[DOCUMENT PASSAGE]
↓↓↓

He is also thankful for the support the DNR has shown him as he continues his education.
“The Wisconsin Department of Natural Resources has a long history of supporting the professional development and continuing education of our employees, and Ben’s enrollment in the Water Resources Management program is as much an investment in the department’s organizational effectiveness as it is in his own professional development,” said Greg Pils, the director of the Bureau of Environmental Analysis and Sustainability and Callan’s supervisor. “As manager of some of the department’s most complex and high-profile programs and supervisor of eight technical professionals statewide, the challenge of concurrently fulfilling his academic and professional commitments is pretty substantial, but Ben is an excellent time manager and skilled communicator, and the experience has been emphatically positive for all of us.”
Callan is currently a part-time student in his second year of the program, with plans to graduate in spring 2023. He and his cohort are working on their applied project, which is a two-year project that culminates in a report that provides water management recommendations to community leaders.

↑↑↑

[THE DATA]
↓↓↓

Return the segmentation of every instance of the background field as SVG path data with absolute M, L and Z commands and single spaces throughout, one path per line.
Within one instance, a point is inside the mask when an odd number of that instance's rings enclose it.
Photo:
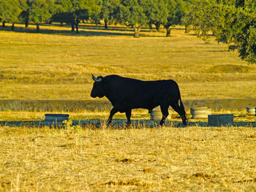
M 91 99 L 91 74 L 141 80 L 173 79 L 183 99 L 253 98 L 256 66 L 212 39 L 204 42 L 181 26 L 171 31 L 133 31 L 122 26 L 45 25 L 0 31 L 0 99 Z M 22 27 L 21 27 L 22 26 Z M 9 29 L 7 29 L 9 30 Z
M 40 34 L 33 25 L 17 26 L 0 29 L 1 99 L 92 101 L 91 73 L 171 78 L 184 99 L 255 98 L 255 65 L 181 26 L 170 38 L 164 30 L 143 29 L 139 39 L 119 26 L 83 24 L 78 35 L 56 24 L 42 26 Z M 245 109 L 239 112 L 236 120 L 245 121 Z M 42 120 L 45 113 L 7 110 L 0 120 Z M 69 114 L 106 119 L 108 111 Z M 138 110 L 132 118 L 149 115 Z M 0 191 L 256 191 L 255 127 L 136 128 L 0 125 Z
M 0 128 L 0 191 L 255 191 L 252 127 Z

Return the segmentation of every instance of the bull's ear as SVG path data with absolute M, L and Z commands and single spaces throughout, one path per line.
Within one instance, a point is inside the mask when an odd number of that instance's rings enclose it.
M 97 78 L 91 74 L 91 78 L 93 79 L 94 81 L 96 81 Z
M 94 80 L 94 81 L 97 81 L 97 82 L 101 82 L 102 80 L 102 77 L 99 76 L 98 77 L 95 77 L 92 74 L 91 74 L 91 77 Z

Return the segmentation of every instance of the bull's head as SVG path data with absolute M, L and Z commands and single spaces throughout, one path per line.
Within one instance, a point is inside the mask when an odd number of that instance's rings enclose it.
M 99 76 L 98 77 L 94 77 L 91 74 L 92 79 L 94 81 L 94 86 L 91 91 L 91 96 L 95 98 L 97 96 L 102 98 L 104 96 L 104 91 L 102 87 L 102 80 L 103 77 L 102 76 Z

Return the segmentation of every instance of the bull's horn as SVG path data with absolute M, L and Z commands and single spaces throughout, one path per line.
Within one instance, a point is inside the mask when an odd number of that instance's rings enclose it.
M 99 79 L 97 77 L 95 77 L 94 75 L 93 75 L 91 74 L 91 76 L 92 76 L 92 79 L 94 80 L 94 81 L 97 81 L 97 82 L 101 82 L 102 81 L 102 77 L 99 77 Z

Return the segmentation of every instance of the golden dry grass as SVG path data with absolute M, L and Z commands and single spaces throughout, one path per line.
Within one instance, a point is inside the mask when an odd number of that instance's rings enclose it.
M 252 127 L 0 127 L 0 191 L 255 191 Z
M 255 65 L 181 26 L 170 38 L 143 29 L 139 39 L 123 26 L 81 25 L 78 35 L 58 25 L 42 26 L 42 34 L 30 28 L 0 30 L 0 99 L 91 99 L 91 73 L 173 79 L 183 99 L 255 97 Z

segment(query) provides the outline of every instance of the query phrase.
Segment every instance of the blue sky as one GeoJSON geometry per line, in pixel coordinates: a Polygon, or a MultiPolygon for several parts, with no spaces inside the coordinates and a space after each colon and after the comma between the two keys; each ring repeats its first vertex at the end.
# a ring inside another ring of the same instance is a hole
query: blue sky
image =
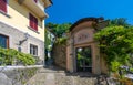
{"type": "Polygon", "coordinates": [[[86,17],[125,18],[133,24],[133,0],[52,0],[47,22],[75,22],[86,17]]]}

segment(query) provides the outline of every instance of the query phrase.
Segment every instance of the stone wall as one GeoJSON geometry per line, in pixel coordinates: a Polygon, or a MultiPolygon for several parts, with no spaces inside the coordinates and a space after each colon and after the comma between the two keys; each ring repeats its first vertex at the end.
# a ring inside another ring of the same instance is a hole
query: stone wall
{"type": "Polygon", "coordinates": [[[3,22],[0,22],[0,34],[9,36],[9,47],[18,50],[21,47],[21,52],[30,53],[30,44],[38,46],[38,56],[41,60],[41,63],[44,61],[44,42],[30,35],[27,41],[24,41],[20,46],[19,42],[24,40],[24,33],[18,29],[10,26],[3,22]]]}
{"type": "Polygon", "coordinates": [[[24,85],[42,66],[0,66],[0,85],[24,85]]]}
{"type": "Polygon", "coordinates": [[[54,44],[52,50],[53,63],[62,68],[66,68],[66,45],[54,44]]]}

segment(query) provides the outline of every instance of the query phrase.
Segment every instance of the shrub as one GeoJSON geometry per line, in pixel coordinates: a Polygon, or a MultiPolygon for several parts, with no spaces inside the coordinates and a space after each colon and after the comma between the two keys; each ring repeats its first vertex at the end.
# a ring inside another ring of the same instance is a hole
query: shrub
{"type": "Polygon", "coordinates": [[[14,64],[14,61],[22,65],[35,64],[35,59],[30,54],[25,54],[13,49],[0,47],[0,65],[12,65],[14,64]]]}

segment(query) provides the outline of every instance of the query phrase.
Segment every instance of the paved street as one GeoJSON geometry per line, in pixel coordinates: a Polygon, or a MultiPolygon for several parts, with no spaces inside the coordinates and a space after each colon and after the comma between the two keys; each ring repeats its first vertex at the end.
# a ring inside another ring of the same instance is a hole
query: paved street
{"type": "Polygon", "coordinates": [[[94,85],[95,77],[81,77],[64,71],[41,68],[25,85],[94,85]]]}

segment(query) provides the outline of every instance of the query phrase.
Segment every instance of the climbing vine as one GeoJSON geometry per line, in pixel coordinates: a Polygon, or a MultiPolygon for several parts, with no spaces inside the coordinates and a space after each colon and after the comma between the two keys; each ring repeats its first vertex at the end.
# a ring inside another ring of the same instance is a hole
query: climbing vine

↑↑↑

[WORK ORDER A] In the passage on Ben Callan's studies, when does Callan plan to graduate?
[WORK ORDER B] Retype everything from "Callan is currently" down to "to community leaders." in the passage on Ben Callan's studies.
[WORK ORDER C] Based on the passage on Ben Callan's studies, mark each statement yes or no and quote the words that decide it: (i) Callan supervises eight technical professionals statewide. (ii) Callan is a full-time student in the program. (iii) The applied project runs for three years.
The rows are separate material from the passage.

[WRITTEN SOLUTION A] In spring 2023.

[WRITTEN SOLUTION B]
Callan is currently a part-time student in his second year of the program, with plans to graduate in spring 2023. He and his cohort are working on their applied project, which is a two-year project that culminates in a report that provides water management recommendations to community leaders.

[WRITTEN SOLUTION C]
(i) Yes: "supervisor of eight technical professionals statewide"
(ii) No: "Callan is currently a part-time student in his second year of the program"
(iii) No: "which is a two-year project"